WHAT THIS TASK INVOLVES -> Retype exactly the lines that run from the line with "Where can you spot the red" to the final line of the entries, keeping both ends and nothing else.

(Extracted data entries)

^^^^

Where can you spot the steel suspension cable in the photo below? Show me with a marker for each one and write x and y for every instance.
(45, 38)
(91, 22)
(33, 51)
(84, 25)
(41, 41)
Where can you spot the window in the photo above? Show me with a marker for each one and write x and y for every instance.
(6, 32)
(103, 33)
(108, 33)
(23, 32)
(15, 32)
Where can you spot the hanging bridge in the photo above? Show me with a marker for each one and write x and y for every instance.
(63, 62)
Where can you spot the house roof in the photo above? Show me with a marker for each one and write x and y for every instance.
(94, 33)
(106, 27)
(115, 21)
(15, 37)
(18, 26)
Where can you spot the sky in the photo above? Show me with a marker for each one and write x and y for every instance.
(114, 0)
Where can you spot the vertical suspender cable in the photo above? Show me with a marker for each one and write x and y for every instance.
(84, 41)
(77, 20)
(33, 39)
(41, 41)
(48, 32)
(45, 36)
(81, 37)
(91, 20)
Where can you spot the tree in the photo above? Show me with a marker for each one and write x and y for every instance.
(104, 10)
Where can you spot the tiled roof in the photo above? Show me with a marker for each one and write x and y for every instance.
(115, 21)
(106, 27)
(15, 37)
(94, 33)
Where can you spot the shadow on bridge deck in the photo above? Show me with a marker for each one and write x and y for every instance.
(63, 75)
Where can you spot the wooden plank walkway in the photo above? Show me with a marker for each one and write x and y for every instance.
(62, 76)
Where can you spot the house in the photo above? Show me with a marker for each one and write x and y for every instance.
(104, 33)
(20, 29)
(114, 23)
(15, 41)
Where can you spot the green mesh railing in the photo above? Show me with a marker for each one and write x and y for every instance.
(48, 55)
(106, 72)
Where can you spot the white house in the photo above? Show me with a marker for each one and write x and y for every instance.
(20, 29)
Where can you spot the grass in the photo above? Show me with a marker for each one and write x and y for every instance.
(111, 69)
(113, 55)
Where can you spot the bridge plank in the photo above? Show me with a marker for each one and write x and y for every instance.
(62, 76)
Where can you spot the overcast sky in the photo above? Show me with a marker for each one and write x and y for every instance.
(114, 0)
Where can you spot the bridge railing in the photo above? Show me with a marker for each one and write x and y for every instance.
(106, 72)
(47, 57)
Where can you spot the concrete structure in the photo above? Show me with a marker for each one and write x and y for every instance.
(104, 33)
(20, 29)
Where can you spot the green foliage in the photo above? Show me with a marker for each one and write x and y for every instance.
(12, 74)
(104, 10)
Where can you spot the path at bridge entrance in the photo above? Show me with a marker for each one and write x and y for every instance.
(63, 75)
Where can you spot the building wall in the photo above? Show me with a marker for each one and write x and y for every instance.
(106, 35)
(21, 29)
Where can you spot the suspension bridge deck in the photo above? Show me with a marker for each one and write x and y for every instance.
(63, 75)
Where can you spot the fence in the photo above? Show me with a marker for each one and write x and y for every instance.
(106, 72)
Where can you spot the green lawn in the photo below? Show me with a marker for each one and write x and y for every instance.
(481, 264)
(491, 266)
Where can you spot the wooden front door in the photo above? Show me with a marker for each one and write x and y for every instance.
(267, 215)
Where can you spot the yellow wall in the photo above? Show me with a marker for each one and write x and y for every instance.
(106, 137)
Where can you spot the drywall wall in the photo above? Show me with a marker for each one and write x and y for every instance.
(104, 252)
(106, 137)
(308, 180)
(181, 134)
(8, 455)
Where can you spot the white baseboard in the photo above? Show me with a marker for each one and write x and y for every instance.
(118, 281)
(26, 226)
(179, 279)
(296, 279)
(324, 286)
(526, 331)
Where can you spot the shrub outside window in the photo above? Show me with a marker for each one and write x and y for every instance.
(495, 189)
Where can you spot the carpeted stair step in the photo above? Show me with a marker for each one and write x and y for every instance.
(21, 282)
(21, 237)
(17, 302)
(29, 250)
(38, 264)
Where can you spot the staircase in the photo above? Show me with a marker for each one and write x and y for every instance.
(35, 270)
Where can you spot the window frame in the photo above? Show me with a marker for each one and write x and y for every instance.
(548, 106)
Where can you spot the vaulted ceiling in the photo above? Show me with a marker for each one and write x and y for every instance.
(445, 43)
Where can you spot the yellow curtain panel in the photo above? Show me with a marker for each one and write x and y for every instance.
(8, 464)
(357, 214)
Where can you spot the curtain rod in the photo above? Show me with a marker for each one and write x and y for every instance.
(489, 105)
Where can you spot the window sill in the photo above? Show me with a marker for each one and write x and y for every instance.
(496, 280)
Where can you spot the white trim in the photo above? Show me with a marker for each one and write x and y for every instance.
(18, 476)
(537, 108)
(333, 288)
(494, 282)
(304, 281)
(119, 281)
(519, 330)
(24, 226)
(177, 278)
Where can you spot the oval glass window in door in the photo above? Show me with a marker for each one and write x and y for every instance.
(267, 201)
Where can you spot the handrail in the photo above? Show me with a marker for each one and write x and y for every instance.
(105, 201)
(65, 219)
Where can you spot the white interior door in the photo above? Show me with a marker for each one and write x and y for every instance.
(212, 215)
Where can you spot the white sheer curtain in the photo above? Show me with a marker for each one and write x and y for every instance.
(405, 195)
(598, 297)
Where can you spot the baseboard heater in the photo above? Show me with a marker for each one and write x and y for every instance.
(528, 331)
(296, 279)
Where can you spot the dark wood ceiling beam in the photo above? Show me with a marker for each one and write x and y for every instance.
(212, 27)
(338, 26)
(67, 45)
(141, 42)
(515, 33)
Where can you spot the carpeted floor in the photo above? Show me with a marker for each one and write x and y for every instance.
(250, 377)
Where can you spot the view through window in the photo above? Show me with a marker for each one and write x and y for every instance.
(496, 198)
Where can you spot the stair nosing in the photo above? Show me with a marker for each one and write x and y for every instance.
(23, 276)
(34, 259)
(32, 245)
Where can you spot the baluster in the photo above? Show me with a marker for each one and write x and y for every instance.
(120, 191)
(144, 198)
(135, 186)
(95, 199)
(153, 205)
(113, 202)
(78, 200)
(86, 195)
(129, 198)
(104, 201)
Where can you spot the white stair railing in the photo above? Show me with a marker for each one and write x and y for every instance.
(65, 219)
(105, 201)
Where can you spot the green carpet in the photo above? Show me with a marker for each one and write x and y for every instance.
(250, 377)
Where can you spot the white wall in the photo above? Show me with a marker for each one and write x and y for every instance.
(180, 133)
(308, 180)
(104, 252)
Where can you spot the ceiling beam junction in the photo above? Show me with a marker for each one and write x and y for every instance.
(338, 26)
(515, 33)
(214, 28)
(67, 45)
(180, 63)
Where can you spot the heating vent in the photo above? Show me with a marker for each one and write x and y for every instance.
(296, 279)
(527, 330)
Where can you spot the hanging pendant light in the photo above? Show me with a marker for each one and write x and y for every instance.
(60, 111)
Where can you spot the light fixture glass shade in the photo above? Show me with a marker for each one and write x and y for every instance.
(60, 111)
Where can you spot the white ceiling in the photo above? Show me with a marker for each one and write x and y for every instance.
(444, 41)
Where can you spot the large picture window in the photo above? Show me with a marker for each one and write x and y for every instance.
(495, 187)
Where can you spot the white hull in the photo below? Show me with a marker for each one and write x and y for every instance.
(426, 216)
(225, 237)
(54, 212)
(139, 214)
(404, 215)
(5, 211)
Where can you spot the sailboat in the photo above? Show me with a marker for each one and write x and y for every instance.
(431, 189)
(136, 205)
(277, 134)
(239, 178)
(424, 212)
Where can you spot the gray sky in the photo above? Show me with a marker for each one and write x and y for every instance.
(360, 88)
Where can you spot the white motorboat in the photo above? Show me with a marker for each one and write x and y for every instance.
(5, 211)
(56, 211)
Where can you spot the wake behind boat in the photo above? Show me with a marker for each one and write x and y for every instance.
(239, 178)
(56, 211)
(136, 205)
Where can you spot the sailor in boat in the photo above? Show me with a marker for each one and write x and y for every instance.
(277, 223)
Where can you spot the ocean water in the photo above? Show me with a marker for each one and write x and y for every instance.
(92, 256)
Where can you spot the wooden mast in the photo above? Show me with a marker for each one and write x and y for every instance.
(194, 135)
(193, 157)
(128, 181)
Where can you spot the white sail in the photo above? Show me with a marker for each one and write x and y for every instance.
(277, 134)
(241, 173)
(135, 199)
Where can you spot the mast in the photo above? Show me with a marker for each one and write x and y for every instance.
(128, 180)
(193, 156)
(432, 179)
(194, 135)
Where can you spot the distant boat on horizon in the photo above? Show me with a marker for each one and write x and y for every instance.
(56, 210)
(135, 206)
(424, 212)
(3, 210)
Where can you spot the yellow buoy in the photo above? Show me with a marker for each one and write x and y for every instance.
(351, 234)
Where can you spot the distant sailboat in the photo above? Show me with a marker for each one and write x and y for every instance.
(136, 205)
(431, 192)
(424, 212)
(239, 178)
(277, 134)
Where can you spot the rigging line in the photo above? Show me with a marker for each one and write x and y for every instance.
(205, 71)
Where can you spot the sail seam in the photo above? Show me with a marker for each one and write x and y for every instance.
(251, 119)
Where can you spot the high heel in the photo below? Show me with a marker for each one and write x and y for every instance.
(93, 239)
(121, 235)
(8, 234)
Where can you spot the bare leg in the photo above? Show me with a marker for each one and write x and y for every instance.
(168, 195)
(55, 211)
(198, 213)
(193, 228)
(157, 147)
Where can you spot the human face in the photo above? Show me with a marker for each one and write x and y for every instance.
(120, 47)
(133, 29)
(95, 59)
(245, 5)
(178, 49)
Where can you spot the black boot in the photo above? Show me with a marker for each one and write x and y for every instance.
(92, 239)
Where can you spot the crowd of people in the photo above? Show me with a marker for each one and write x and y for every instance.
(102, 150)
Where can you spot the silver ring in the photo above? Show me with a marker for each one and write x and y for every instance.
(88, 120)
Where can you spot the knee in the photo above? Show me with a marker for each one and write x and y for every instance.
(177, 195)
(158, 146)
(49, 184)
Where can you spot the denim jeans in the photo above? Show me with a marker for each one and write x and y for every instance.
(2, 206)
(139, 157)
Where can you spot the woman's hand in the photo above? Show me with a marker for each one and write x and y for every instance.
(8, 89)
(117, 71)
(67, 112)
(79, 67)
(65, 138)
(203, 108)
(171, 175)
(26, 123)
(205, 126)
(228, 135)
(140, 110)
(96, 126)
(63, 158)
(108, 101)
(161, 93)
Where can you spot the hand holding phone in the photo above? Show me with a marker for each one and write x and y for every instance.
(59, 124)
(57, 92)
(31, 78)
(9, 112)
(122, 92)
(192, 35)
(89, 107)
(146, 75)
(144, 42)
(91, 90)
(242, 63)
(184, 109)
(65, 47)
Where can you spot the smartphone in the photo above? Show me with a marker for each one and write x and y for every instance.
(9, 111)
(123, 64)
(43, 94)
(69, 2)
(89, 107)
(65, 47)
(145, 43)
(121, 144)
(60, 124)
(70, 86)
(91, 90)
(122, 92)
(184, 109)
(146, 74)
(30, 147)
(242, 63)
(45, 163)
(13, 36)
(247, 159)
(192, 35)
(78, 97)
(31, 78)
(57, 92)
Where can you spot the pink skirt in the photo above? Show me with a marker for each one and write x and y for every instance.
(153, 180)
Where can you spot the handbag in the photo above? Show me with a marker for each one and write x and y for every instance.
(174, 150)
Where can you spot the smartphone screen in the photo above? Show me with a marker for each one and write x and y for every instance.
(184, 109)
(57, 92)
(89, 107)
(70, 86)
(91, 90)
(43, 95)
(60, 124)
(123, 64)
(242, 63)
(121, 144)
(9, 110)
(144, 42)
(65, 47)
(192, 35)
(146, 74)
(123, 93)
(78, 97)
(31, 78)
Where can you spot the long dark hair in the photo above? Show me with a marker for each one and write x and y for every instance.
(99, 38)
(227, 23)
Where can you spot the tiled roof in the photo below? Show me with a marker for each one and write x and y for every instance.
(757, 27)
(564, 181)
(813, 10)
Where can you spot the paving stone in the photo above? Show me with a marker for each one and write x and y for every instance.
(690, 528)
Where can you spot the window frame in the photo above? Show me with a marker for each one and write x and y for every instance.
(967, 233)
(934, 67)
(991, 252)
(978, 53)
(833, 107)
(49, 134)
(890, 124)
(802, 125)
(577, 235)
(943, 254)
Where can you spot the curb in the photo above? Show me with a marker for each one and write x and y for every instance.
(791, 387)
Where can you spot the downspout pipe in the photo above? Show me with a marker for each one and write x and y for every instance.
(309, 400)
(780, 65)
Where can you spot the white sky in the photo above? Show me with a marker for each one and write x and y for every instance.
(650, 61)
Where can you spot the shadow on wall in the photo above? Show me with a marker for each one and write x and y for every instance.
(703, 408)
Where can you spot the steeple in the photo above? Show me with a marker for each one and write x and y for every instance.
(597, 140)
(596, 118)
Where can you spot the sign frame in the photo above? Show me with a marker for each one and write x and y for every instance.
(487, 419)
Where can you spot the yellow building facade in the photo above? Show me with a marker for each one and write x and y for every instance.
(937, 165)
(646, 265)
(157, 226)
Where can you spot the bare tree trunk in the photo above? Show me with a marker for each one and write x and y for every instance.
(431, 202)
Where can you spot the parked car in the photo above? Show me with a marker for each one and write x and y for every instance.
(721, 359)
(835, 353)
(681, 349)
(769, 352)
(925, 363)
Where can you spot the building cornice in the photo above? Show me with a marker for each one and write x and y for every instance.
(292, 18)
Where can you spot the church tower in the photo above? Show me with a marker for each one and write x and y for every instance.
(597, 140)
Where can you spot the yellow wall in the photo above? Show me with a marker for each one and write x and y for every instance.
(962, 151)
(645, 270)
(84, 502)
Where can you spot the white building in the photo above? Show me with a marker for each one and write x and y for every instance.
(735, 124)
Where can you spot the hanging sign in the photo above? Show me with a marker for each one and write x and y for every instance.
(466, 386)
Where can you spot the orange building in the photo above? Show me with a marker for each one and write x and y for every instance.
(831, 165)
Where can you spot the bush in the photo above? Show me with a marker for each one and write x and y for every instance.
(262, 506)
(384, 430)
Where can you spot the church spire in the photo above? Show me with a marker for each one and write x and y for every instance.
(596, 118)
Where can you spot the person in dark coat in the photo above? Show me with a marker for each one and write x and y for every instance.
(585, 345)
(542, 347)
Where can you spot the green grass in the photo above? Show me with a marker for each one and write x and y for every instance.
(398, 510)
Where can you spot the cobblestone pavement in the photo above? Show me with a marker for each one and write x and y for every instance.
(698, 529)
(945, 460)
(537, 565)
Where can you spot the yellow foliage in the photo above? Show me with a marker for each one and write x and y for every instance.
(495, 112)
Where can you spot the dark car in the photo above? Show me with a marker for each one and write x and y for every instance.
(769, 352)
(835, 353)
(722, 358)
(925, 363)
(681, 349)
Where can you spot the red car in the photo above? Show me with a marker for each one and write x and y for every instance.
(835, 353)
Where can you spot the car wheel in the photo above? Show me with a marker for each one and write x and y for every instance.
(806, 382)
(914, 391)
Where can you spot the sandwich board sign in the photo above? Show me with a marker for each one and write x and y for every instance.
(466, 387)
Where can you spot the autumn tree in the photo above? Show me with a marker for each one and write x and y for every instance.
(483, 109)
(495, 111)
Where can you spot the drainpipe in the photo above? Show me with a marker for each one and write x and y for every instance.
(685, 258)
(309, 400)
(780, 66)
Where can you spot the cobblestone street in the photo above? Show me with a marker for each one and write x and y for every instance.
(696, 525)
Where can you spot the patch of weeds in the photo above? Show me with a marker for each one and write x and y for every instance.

^^^^

ANSWER TO THIS PROBLEM ->
Where can you spot the red car in the photo above? Show me with a marker for each one and write x and y for every instance.
(835, 353)
Where can you spot the car wheel in the photo above? Show me with a marker for each one and write x and y for every instance.
(806, 382)
(914, 391)
Where can you spot the sandwich board sign in the photo above? Show me with a marker for each one and write x and y for every instance.
(466, 387)
Where can you spot the autumn tree in the photo above? Show me with a marker for each one and write x and y for every instance.
(483, 109)
(495, 111)
Where can you spot the drainpipe in the photo above? Show me with a marker for each one and write x and y for every instance.
(685, 258)
(309, 400)
(780, 66)
Where can you spot the cobblestone street in the photo above? Show me with a marker for each one and write x and y for every instance.
(696, 525)
Where can you spot the patch of weeds in the photo above? Show me with a marker for each one and write x and y for every instance.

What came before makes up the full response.